* Data under study
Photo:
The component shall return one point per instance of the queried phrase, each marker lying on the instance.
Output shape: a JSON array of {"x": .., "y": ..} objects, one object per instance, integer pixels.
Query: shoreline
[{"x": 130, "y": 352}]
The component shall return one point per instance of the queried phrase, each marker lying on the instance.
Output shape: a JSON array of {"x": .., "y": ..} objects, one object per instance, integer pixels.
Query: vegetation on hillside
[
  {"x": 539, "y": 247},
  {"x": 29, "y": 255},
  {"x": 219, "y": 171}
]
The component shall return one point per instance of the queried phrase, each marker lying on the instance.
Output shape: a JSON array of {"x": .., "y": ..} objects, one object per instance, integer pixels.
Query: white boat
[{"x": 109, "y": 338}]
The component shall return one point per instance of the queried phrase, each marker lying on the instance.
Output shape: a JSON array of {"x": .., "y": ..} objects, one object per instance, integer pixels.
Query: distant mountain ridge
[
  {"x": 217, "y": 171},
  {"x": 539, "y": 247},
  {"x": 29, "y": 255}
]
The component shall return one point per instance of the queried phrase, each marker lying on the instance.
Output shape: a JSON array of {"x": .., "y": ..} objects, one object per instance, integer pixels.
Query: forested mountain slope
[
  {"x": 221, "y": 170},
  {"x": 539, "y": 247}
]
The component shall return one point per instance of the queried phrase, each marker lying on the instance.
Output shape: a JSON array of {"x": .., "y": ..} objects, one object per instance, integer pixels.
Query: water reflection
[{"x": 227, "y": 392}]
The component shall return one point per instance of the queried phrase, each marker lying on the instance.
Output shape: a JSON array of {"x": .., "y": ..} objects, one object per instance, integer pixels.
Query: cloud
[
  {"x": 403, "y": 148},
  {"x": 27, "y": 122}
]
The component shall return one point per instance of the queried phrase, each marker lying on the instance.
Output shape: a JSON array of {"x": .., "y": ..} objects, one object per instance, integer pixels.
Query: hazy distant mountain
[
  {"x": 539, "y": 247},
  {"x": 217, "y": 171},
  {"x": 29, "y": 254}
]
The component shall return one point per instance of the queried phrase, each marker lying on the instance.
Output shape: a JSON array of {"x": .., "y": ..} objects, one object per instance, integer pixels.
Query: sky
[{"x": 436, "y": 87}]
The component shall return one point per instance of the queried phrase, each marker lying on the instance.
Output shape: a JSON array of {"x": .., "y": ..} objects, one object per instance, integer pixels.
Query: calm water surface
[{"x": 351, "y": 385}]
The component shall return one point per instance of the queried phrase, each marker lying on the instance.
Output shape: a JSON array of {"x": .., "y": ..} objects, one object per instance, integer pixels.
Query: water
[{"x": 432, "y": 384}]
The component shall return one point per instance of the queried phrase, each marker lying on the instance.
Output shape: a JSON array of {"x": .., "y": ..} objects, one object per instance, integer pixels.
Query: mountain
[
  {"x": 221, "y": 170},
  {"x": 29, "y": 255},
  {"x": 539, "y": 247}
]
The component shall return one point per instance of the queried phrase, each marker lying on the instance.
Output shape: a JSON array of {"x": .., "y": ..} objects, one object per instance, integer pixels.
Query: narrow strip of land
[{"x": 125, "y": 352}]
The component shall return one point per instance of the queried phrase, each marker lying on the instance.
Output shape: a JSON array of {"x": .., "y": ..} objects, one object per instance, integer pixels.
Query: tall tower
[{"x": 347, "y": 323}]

* Required work
Would you please write the entries out again in full, exactly as given?

* Solution to the problem
Photo:
The component shall return one point per instance of the queried phrase, each marker lying on the instance.
Output shape: a JSON array of {"x": .., "y": ..} objects, one object per instance, integer pixels.
Query: shoreline
[{"x": 130, "y": 352}]
The component shall return one point per instance of the queried phrase, each marker lying on the instance.
Output shape: a JSON array of {"x": .., "y": ..} objects, one object per instance, integer pixels.
Query: vegetation on hillside
[
  {"x": 539, "y": 247},
  {"x": 29, "y": 255},
  {"x": 219, "y": 171}
]
The component shall return one point per instance of the queried phrase, each marker lying on the instance.
Output shape: a JSON array of {"x": .., "y": ..} objects, one object per instance, integer pixels.
Query: white boat
[{"x": 109, "y": 338}]
The component shall return one point per instance of the queried phrase, each marker lying on the instance.
Output shape: a JSON array of {"x": .., "y": ..} objects, one object per instance, integer pixels.
Query: distant mountain ridge
[
  {"x": 217, "y": 171},
  {"x": 539, "y": 247},
  {"x": 29, "y": 255}
]
The component shall return one point per instance of the queried phrase, each marker lying on the instance.
Output shape: a JSON array of {"x": .., "y": ..} objects, one object per instance, integer pixels.
Query: forested mountain slope
[
  {"x": 221, "y": 170},
  {"x": 539, "y": 247}
]
The component shall return one point per instance of the queried phrase, each marker lying on the instance.
Output shape: a JSON array of {"x": .., "y": ..} objects, one object per instance, integer pixels.
Query: water reflection
[{"x": 227, "y": 392}]
The component shall return one point per instance of the queried phrase, each marker lying on the instance.
Output shape: a JSON array of {"x": .., "y": ..} objects, one object per instance, integer pixels.
Query: cloud
[
  {"x": 403, "y": 148},
  {"x": 27, "y": 122}
]
The component shall return one point per instance of the queried phrase, each marker lying on the instance.
Output shape: a JSON array of {"x": .., "y": ..} objects, one object per instance, integer pixels.
Query: hazy distant mountain
[
  {"x": 539, "y": 247},
  {"x": 217, "y": 171},
  {"x": 29, "y": 254}
]
The component shall return one point per instance of the queried phrase, each marker lying on the instance.
Output shape: a JSON array of {"x": .., "y": ..} objects, one object per instance, integer pixels.
Query: sky
[{"x": 436, "y": 87}]
The component shall return one point per instance of the queried phrase, each marker lying on the instance.
Output shape: a JSON array of {"x": .., "y": ..} objects, one object per instance, integer pixels.
Query: calm water surface
[{"x": 351, "y": 385}]
The component shall return one point per instance of the queried phrase, each marker lying on the instance.
Output shape: a JSON array of {"x": .., "y": ..} objects, one object per instance, integer pixels.
Query: water
[{"x": 432, "y": 384}]
The component shall return one point per instance of the queried phrase, each marker lying on the instance.
Output shape: a JSON array of {"x": .., "y": ..} objects, one object per instance, integer pixels.
Query: mountain
[
  {"x": 221, "y": 170},
  {"x": 29, "y": 255},
  {"x": 539, "y": 247}
]
The component shall return one point per instance of the queried phrase, each marker lying on the instance.
Output shape: a JSON array of {"x": .., "y": ..} objects, one object per instance, integer pixels.
Query: narrow strip of land
[{"x": 125, "y": 352}]
The component shall return one point per instance of the queried phrase, each marker lying on the instance.
Output shape: a JSON array of {"x": .., "y": ..} objects, one object per instance, integer pixels.
Query: tall tower
[{"x": 347, "y": 323}]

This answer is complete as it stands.